=== QUOTED PASSAGE ===

Uplift Deputy Director Robert Palmer said:

“This is welcome news for millions of households as it shows the UK is starting to turn a corner on energy bills.

“Weaning ourselves off volatile gas is the only real long term route to affordable energy bills and last year we generated record-breaking amounts of renewable energy, with wind power cutting the wholesale cost of electricity by almost a third.
“Compare this to America where Donald Trump is blocking renewable energy and doubling down on fossil fuels, and electricity bills are rising.
“Today’s Price Cap shows we’re on the right path. It’s not just our bills that are benefitting from more renewables, our planet will too. This is a change that cannot come soon enough as already we’re seeing the impacts of climate change caused by our oil and gas dependency and the costs it imposes on everyone, whether that’s flooded homes and businesses or rising food prices.”

Energy bills likely to fall by over £100 from 1 April

Cornwall Insight’s latest price cap prediction would suggest average energy bills will fall by £117 from 1 April to £1,641.

This represents an increase from their previous prediction (£1,620), caused by the spike in gas prices earlier this year. If Ofgem confirms this prediction, it will still leave average energy bills £599 above pre crisis levels and £73 above the level at 1 July 2024.

=== DATA EXTRACT ===

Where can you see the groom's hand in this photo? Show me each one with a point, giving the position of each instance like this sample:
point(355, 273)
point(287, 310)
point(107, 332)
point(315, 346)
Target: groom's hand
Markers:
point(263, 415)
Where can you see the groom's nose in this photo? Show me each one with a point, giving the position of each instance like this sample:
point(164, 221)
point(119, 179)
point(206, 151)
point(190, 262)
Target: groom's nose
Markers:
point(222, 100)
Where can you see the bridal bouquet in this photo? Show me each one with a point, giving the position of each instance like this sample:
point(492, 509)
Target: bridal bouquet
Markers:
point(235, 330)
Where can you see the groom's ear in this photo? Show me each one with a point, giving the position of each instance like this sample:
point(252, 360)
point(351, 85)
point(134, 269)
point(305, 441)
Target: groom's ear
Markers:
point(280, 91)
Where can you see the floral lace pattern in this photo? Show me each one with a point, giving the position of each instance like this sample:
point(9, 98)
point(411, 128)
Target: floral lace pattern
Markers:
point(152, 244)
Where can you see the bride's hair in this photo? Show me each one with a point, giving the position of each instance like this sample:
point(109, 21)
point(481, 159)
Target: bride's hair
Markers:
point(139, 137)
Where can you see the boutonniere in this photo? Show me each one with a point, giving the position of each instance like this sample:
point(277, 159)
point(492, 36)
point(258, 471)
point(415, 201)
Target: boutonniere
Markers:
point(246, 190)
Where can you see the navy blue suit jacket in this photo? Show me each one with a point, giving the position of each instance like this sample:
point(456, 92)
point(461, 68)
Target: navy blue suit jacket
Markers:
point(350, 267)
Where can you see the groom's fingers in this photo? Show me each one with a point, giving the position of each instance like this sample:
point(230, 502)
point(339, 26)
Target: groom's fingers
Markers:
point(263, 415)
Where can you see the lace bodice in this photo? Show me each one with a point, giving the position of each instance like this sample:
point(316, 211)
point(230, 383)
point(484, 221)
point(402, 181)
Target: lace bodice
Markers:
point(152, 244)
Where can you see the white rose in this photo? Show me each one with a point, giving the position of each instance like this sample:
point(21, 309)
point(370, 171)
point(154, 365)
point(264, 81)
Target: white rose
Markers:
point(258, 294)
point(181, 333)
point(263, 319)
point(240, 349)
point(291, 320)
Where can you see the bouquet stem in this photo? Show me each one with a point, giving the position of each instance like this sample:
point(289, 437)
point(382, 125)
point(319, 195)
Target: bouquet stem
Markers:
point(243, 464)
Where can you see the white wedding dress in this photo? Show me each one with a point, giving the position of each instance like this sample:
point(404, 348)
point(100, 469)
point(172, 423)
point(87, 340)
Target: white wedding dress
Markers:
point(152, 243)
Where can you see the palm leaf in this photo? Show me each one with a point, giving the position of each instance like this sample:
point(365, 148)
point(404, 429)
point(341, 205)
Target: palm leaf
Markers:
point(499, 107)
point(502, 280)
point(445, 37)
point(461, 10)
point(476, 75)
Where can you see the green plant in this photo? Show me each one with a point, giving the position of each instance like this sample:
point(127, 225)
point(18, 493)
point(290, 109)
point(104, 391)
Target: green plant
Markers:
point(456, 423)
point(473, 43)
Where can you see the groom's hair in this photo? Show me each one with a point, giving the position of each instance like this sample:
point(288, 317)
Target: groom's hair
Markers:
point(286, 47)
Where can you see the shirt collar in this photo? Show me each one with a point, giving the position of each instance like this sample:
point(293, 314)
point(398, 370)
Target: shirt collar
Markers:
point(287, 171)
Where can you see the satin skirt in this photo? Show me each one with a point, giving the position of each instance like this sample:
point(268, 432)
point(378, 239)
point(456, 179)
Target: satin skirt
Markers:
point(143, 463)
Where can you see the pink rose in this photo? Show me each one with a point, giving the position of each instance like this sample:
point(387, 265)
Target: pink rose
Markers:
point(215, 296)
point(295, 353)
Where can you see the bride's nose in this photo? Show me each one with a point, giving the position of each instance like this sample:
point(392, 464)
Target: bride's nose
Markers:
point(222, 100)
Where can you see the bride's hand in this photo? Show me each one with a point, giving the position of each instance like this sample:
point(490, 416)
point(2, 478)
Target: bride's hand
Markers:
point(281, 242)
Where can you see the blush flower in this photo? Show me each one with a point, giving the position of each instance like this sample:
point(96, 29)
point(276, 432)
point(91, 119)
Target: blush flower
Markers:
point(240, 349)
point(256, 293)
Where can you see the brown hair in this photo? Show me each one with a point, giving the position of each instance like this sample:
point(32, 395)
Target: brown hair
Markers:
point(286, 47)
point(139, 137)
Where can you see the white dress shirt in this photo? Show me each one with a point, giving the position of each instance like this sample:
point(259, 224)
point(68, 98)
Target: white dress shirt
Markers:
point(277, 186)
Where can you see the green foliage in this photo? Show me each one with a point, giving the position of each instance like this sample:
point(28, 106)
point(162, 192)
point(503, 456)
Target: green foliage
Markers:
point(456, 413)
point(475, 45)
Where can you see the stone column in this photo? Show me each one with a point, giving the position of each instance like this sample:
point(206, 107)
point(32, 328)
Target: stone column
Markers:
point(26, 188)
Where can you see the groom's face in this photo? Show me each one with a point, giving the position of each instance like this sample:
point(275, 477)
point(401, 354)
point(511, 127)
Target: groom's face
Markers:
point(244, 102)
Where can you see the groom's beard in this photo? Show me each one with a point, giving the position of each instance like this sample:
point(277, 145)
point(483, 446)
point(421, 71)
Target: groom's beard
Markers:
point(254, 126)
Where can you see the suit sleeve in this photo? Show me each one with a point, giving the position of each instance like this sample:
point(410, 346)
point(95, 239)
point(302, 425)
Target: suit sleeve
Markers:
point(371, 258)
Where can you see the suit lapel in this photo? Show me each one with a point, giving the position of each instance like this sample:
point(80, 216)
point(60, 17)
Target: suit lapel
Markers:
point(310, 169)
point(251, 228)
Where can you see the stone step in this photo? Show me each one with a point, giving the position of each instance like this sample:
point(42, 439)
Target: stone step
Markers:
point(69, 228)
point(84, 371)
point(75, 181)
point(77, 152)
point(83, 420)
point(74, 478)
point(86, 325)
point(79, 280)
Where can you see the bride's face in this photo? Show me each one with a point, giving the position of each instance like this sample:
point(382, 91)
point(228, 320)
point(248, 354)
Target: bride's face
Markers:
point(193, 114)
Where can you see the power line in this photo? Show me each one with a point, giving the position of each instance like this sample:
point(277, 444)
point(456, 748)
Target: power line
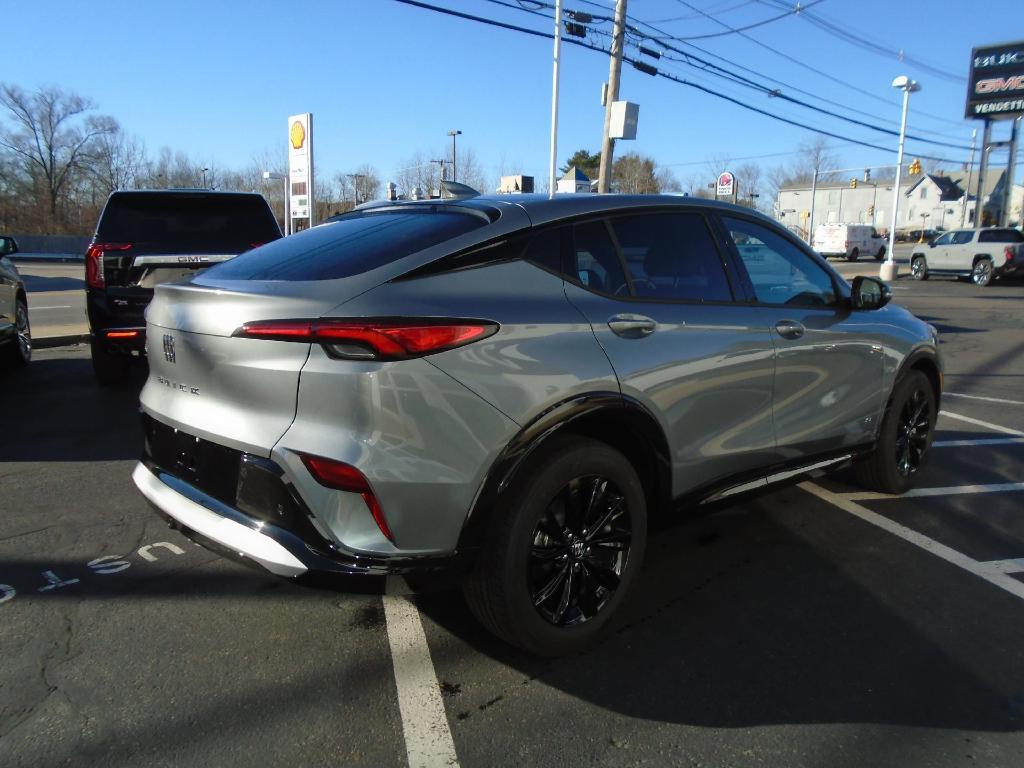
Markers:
point(847, 34)
point(735, 30)
point(721, 72)
point(644, 67)
point(666, 36)
point(792, 59)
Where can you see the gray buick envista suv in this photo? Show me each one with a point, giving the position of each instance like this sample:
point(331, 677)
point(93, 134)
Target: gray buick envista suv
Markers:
point(504, 389)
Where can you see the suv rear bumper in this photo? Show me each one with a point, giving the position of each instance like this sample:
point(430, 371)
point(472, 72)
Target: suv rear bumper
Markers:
point(242, 537)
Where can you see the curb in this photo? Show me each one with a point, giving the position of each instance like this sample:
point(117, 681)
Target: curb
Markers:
point(48, 342)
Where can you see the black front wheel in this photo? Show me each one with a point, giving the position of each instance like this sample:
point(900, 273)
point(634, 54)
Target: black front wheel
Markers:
point(983, 272)
point(18, 351)
point(565, 550)
point(904, 438)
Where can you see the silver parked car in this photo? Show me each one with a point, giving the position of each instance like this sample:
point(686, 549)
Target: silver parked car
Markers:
point(505, 389)
point(15, 334)
point(981, 255)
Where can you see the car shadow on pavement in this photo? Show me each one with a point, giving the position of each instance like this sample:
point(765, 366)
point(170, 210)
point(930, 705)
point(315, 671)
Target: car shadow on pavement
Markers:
point(57, 412)
point(41, 283)
point(773, 614)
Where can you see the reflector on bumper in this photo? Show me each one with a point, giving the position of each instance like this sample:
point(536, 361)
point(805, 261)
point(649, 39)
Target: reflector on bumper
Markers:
point(235, 536)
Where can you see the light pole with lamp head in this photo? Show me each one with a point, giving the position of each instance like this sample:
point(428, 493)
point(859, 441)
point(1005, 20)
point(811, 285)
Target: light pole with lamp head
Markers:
point(282, 177)
point(889, 270)
point(453, 134)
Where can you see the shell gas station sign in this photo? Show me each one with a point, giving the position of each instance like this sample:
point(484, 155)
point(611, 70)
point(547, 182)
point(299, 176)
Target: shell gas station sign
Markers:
point(300, 169)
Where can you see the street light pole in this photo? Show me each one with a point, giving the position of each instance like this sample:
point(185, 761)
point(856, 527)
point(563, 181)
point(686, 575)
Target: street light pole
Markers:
point(453, 134)
point(888, 271)
point(554, 99)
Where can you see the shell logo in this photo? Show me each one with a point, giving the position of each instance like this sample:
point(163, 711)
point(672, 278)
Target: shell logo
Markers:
point(297, 135)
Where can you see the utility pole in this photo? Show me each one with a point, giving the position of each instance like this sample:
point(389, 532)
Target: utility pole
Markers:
point(554, 99)
point(607, 143)
point(970, 172)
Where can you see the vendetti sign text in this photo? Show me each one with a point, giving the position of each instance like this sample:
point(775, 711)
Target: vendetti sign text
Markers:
point(995, 87)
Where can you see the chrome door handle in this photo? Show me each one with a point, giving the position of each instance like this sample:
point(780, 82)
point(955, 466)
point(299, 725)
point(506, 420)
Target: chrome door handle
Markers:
point(632, 326)
point(790, 329)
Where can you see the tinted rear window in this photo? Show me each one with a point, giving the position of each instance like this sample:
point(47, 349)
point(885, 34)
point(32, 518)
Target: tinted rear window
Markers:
point(187, 223)
point(351, 245)
point(1000, 236)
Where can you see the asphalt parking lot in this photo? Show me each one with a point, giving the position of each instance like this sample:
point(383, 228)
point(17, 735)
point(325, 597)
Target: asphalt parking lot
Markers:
point(815, 626)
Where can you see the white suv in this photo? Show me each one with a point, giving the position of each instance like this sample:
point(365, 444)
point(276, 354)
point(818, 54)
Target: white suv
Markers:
point(978, 254)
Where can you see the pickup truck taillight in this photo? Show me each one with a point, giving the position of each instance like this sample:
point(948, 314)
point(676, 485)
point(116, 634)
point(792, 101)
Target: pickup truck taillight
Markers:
point(94, 261)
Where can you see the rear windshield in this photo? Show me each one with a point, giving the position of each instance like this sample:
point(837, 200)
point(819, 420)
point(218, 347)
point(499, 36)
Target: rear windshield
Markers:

===

▶ **PROBLEMS**:
1) What average energy bill from 1 April does Cornwall Insight's latest prediction suggest in the energy bills text?
2) Transcribe the energy bills text, starting with "Uplift Deputy Director" and going on through "bills are rising.".
3) Go on with the energy bills text from the point where it stops.

▶ **FINAL RESULTS**:
1) £1,641

2)
Uplift Deputy Director Robert Palmer said:

“This is welcome news for millions of households as it shows the UK is starting to turn a corner on energy bills.

“Weaning ourselves off volatile gas is the only real long term route to affordable energy bills and last year we generated record-breaking amounts of renewable energy, with wind power cutting the wholesale cost of electricity by almost a third.
“Compare this to America where Donald Trump is blocking renewable energy and doubling down on fossil fuels, and electricity bills are rising.

3)
A spokesperson for the End Fuel Poverty Coalition, commented:

“The April price cap will see one of the biggest changes in the make-up of energy bills in recent years.

Budget decisions to remove costs from bills and Government moves to alter how the Warm Home Discount is paid for, will mean changes across standing charges and unit costs. Even those on fixed tariffs will need to look carefully to check that energy firms pass on the changes and potential savings to these customers.

“Meanwhile, volatile gas prices earlier this year also make the wholesale element subject to uncertainty and may create an upward pressure on bills for those on the standard variable tariff.

“Households will need to keep a close eye on Ofgem’s announcement next week and pay careful attention to the changes in unit costs and standing charges, rather than focus on the headline ‘average energy bill’ figure.”

Uplift Deputy Director Robert Palmer said:

“Predictions that energy bills will fall in April suggest that the UK is starting to turn a corner on energy bills.

“Last year we generated record-breaking amounts of renewable energy, with wind power replacing gas and reducing the wholesale cost of electricity by a third. This was partly possible because of the government’s clean power plan.

“The only real, long-term route to lowering bills is to get off volatile gas, whether that’s supplied by Putin, Trump’s America or profit-hungry oil and gas companies.

“It’s not just our bills that will benefit from more renewables, it’s our planet. Already we’re seeing the impacts of climate change caused by our oil and gas dependency and the costs it imposes on everyone, whether that’s flooded homes and businesses or rising food prices.”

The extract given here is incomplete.